> [Exercise objective]:
Return exactly the span of lines in the following data that opens with the line containing "Target: lamp shade" and closes with the line containing "Objective — one point per instance of the wooden". Include nothing else.

> [Data for analysis]:
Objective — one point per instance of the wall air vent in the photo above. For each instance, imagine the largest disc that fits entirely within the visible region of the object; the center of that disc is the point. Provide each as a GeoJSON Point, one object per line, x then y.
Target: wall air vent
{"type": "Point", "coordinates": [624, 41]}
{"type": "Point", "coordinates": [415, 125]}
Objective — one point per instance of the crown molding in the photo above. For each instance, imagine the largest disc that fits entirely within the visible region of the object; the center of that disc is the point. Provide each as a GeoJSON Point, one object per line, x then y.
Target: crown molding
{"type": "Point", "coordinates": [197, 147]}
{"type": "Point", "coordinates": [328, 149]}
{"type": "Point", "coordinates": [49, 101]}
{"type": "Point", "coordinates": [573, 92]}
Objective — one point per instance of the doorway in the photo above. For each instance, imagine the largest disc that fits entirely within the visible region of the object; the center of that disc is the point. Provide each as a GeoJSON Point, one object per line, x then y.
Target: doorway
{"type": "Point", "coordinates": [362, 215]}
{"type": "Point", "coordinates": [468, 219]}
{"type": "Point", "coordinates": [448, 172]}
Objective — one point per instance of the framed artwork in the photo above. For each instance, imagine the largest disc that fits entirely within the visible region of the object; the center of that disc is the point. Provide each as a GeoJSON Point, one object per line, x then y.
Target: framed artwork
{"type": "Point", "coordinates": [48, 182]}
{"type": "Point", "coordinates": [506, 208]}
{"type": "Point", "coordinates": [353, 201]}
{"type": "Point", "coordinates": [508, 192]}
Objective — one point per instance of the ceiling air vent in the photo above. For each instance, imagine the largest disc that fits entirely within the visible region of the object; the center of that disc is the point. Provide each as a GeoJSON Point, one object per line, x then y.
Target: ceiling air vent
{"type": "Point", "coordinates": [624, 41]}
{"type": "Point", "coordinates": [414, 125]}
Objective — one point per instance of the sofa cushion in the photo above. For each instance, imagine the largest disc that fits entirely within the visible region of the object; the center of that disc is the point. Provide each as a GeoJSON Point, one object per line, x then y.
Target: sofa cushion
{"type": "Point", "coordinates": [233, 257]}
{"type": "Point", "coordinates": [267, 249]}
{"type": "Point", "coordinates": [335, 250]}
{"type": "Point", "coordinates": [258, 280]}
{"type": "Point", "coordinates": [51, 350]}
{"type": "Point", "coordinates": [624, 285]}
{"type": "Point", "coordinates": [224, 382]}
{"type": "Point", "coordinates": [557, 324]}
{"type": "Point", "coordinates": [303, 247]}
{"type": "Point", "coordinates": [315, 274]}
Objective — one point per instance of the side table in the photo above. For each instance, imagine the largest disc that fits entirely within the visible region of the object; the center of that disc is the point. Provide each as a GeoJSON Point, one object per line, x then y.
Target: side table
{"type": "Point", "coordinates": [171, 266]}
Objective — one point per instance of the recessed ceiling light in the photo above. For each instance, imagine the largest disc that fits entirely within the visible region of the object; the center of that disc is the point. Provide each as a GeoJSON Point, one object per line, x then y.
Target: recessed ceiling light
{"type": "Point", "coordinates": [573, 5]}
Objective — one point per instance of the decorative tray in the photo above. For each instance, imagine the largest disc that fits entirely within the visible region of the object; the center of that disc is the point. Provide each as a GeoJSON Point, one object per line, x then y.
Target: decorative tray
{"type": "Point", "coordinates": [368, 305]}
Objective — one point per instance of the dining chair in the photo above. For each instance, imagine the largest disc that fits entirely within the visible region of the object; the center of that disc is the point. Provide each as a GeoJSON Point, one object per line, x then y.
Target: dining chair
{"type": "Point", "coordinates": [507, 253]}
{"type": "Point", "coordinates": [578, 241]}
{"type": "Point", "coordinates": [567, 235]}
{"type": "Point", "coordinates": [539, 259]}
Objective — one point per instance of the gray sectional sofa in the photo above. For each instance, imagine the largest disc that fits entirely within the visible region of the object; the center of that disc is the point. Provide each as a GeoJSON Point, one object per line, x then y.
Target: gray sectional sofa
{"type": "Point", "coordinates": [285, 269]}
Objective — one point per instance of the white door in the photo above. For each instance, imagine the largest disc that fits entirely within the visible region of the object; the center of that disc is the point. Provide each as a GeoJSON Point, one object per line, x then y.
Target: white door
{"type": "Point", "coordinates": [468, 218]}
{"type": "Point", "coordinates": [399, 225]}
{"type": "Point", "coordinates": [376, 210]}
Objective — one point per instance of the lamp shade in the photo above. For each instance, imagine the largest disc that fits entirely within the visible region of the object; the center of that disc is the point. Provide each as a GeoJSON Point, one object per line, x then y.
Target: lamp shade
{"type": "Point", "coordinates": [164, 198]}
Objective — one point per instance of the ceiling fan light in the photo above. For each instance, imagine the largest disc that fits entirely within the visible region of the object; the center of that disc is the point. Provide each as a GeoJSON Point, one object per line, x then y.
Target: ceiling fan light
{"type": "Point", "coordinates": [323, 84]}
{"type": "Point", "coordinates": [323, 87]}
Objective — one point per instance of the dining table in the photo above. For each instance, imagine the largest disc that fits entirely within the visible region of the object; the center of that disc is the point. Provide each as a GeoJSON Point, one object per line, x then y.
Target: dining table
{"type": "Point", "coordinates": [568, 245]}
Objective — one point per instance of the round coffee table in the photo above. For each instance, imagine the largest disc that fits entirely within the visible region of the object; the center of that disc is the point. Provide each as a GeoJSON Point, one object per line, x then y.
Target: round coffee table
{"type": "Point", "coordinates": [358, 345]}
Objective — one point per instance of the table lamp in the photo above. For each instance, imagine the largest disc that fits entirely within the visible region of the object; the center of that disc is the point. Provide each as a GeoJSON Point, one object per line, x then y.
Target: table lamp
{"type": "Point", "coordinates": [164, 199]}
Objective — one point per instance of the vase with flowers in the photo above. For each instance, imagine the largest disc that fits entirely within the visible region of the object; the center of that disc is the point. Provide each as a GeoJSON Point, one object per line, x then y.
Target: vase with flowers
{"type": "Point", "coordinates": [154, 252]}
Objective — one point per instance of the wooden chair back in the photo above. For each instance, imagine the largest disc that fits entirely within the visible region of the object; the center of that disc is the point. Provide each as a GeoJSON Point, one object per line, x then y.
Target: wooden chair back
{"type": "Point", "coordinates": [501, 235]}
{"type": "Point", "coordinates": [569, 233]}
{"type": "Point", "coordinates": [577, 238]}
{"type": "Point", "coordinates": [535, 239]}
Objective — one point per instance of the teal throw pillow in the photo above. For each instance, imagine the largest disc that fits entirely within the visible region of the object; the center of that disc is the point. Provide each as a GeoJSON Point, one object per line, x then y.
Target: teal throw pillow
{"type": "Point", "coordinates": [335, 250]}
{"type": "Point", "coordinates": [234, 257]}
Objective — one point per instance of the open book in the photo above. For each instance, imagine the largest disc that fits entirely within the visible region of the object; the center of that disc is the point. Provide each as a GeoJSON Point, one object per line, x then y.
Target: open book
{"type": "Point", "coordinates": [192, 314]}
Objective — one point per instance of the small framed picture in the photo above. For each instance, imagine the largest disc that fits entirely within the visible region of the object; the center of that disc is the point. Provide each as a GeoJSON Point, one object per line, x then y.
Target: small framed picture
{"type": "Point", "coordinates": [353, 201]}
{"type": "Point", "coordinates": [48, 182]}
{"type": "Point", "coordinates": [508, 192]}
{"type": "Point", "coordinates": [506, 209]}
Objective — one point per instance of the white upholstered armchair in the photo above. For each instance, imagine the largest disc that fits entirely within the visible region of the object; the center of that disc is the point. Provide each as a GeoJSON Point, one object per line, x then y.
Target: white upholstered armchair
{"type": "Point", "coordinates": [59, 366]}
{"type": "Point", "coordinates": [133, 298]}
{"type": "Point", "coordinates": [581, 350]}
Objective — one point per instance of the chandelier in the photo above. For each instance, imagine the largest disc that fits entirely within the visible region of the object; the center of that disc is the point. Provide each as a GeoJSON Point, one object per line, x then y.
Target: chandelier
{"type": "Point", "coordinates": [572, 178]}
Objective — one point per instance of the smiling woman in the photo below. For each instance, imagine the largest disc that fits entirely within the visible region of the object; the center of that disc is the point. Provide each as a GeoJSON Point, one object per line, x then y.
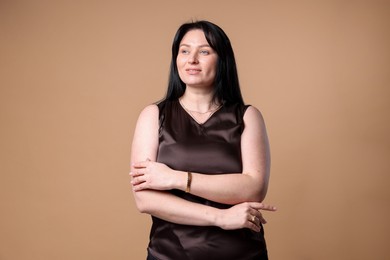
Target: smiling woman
{"type": "Point", "coordinates": [200, 158]}
{"type": "Point", "coordinates": [196, 61]}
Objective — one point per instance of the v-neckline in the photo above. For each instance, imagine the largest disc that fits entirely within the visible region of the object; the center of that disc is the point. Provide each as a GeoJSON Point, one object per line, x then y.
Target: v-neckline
{"type": "Point", "coordinates": [194, 119]}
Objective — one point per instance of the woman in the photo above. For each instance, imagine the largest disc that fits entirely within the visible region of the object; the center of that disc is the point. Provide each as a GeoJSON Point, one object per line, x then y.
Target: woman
{"type": "Point", "coordinates": [200, 158]}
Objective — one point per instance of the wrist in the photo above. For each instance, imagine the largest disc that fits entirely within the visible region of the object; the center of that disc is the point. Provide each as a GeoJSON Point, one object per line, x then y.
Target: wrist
{"type": "Point", "coordinates": [181, 181]}
{"type": "Point", "coordinates": [218, 218]}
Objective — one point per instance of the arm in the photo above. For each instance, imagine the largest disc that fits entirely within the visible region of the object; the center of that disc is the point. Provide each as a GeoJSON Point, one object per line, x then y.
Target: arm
{"type": "Point", "coordinates": [250, 185]}
{"type": "Point", "coordinates": [172, 208]}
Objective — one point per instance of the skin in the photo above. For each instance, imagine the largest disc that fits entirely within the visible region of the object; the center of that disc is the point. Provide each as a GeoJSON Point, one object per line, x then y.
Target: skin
{"type": "Point", "coordinates": [246, 190]}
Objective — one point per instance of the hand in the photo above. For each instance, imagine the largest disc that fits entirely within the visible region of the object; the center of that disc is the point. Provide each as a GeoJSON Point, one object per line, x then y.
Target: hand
{"type": "Point", "coordinates": [244, 215]}
{"type": "Point", "coordinates": [153, 175]}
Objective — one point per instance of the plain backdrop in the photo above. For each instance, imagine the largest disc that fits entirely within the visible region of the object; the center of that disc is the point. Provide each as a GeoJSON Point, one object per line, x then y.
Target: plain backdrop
{"type": "Point", "coordinates": [74, 76]}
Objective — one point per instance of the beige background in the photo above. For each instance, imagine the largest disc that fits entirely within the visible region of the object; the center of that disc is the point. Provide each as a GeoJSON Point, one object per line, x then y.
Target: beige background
{"type": "Point", "coordinates": [75, 74]}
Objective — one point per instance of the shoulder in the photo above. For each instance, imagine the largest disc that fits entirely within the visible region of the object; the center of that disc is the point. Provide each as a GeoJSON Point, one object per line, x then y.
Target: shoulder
{"type": "Point", "coordinates": [253, 116]}
{"type": "Point", "coordinates": [148, 115]}
{"type": "Point", "coordinates": [151, 110]}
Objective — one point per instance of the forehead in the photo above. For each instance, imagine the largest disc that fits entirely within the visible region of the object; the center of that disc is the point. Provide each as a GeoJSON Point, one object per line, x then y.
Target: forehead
{"type": "Point", "coordinates": [194, 37]}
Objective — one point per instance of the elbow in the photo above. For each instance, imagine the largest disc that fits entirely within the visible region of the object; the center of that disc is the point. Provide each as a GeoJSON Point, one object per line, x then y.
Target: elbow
{"type": "Point", "coordinates": [141, 204]}
{"type": "Point", "coordinates": [258, 195]}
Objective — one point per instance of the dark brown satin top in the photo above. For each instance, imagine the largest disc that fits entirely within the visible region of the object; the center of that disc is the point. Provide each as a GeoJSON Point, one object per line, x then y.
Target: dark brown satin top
{"type": "Point", "coordinates": [211, 148]}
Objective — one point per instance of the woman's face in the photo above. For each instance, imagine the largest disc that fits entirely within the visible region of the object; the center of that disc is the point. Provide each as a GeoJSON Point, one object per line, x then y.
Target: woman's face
{"type": "Point", "coordinates": [196, 60]}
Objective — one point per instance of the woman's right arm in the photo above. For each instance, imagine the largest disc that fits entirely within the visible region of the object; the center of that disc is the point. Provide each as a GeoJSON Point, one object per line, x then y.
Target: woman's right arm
{"type": "Point", "coordinates": [169, 207]}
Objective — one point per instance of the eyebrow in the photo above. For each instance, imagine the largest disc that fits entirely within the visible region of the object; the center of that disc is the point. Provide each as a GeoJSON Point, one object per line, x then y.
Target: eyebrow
{"type": "Point", "coordinates": [200, 46]}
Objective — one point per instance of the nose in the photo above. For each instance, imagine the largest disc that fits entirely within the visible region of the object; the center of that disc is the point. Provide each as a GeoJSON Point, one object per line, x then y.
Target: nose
{"type": "Point", "coordinates": [193, 58]}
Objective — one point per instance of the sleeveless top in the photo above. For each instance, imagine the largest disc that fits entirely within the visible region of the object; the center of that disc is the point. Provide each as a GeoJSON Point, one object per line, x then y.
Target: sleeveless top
{"type": "Point", "coordinates": [213, 147]}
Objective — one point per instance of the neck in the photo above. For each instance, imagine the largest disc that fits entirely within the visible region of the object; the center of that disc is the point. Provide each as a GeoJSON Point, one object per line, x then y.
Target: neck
{"type": "Point", "coordinates": [199, 102]}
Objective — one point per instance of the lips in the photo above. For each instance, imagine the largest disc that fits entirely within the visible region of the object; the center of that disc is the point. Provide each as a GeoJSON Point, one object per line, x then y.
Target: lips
{"type": "Point", "coordinates": [193, 70]}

> [Output of the task]:
Target: lamp shade
{"type": "Point", "coordinates": [164, 198]}
Objective — one point per instance of the ceiling fan light in the photo above. For each instance, imagine the largest disc that fits entirely within the visible region of the object; the center of that disc is the point. Provide each as a GeoJSON Point, one object per line, x then y.
Target: ceiling fan light
{"type": "Point", "coordinates": [323, 84]}
{"type": "Point", "coordinates": [323, 87]}
Objective — one point per instance of the dining table in the photo above. For each instance, imagine the largest disc that fits entirely within the visible region of the object; the center of that disc is the point. Provide each as a GeoJSON Point, one object per line, x then y.
Target: dining table
{"type": "Point", "coordinates": [568, 245]}
Objective — one point per instance of the round coffee table in the photo above. For each instance, imagine the largest disc that fits entirely within the visible region of the object; the center of that disc is the point. Provide each as a GeoJSON Point, one object per line, x then y.
Target: round coffee table
{"type": "Point", "coordinates": [358, 345]}
Objective — one point per instance of the table lamp in the photo above. For each instance, imagine the largest disc that fits entirely within the visible region of the object; the center of that disc is the point. Provide each as a GeoJSON Point, one object per line, x then y.
Target: table lamp
{"type": "Point", "coordinates": [164, 199]}
Objective — one point per instance of the vase with flowers in the photo above. For each instance, imagine the largest disc that fits entirely within the visible region of the object; the center of that disc is the point. Provide each as a GeoJSON Point, one object per line, x then y.
Target: vase with flowers
{"type": "Point", "coordinates": [154, 252]}
Objective — one point per instance of the wooden chair back in the photo above. For each instance, imagine the largest disc that fits entirely within the visible region of the object; the center of that disc is the point. Provide each as a GeoJSON Point, one object per line, x then y.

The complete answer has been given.